**Texte extrait:**
Kamal Lyatim. C'est certainement un nom qui ne vous dit rien mais pourtant son art et son talent méritent vraiment le détour puisqu'il réalise des voitures miniatures en papier. Ce qui fait de lui, le seul marocain à avoir un tel savoir-faire.

Passionné d'art déco et d'art contemporain, il suit en 1996 des études en arts plastiques au lycée. Une fois son baccalauréat en poche, il souhaite intégrer un tout nouveau Centre de Recherche et d'Engeneering Automobile à Casablanca. Mais malheureusement, le Centre change soudainement de programme. Il n'y a plus aucune formation de design automobile. C'est une énorme déception pour Kamal qui décide alors de se tourner vers l'étranger pour suivre des études de design. Mais hélas, c'est hors de prix. Il faut compter entre 300.000 et 500.000 dirhams pour suivre cette formation.
Sans se décourager une minute, il suit une formation en arts graphiques, ce qui lui permet de gagner sa vie en tant que directeur artistique dans une agence de publicité. Agé de 30 ans aujourd'hui, ce natif de Casablanca consacre pleinement ses week-ends et son temps libre à sa passion. Interview.

- Yabiladi : D'où vous vient cette passion pour les voitures ?

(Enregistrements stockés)
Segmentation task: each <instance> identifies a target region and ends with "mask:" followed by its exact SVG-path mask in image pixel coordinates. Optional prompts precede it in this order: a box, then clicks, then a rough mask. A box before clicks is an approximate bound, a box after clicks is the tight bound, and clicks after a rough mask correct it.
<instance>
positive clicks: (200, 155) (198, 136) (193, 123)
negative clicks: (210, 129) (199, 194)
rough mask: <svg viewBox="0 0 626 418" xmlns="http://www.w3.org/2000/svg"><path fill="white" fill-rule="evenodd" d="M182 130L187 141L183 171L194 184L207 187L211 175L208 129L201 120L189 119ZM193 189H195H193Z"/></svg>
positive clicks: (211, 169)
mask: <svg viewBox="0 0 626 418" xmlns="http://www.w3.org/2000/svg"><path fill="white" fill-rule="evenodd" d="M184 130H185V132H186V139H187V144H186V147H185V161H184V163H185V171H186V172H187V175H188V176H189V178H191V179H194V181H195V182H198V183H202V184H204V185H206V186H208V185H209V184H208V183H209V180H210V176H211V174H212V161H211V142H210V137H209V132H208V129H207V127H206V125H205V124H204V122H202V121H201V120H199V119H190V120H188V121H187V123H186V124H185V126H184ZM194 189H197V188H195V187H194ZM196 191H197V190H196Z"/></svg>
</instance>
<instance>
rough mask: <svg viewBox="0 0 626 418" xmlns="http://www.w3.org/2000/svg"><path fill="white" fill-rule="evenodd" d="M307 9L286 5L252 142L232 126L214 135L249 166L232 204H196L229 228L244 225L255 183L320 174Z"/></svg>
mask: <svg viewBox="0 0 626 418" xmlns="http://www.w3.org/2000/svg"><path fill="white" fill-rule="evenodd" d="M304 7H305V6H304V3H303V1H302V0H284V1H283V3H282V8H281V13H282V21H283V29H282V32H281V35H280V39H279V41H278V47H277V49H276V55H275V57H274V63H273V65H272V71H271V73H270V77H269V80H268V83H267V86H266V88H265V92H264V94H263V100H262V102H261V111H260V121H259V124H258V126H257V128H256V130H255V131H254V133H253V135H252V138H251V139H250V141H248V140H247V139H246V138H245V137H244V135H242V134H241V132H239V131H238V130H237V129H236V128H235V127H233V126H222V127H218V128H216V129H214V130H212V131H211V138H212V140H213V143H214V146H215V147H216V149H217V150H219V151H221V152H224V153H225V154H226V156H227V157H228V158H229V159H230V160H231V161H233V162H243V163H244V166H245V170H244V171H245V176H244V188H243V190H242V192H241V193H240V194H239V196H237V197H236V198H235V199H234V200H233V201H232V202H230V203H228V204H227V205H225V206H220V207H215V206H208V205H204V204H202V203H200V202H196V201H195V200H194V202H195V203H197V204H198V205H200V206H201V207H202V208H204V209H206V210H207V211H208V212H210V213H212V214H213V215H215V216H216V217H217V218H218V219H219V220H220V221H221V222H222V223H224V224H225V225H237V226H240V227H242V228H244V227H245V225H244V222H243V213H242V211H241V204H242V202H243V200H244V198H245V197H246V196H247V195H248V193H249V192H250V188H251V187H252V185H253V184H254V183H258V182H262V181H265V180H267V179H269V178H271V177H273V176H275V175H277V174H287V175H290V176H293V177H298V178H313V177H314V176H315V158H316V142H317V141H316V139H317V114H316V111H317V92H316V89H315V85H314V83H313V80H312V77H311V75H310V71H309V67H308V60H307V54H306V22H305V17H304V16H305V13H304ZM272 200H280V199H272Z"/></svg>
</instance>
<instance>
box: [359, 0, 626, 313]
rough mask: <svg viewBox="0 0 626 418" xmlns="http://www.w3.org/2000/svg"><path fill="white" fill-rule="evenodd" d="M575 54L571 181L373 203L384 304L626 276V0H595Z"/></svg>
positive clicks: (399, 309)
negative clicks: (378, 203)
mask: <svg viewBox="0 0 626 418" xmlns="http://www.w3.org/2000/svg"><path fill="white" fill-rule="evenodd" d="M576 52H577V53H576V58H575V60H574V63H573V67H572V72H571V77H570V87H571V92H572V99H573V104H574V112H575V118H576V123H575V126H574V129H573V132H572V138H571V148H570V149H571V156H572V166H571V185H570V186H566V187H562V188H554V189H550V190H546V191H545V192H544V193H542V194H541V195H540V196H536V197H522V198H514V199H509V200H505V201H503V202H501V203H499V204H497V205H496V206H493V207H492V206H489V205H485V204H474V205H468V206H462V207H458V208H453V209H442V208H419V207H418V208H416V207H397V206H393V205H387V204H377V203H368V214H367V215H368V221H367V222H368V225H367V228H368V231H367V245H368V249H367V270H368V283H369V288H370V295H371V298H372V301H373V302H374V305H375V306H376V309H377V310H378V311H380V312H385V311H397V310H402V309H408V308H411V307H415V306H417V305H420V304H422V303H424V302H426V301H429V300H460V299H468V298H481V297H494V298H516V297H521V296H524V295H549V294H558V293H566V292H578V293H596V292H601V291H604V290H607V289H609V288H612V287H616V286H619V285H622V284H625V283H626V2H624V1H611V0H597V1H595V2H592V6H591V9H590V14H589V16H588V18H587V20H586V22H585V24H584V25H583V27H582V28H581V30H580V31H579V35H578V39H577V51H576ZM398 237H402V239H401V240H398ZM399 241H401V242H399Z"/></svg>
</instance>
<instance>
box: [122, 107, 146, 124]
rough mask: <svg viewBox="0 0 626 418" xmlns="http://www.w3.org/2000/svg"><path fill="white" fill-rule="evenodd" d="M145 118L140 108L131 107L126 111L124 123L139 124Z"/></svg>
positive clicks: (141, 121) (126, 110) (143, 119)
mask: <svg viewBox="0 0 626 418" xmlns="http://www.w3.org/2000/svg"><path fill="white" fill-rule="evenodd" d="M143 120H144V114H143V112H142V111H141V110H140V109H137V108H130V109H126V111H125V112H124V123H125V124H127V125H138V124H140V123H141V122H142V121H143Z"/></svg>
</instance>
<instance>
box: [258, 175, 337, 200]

**Consigne:** Poursuivez le texte sur Kamal Lyatim et ses voitures miniatures en papier, à la suite de sa dernière phrase. Les enregistrements forment un matériau distinct du texte.

**Réponse rédigée:**
- Kamal Lyatim :
Comme 99% des petits garçons, j'adorais les belles voitures de marques, les supercars et les sports mécaniques. Mais au delà de ce coup de foudre, j'avais une passion pour le dessin. Mais, un jour je me suis posé une curieuse question : "Pourquoi mes dessins sont-ils si plats ?". Je me suis dit qu' il me fallait une réalisation en volume plus réelle et plus vivante !
Alors à 6 ans, j'ai commencé à réaliser mes premières maquettes en papier avec de simples outils comme des ciseaux, de la colle en tube, peinture acrylique etc... Avec du travail et de longues années de mise en volume de formes complexes sur différents types de support papier, j'ai fait de ma passion pour les modèles réduits un art à part entière.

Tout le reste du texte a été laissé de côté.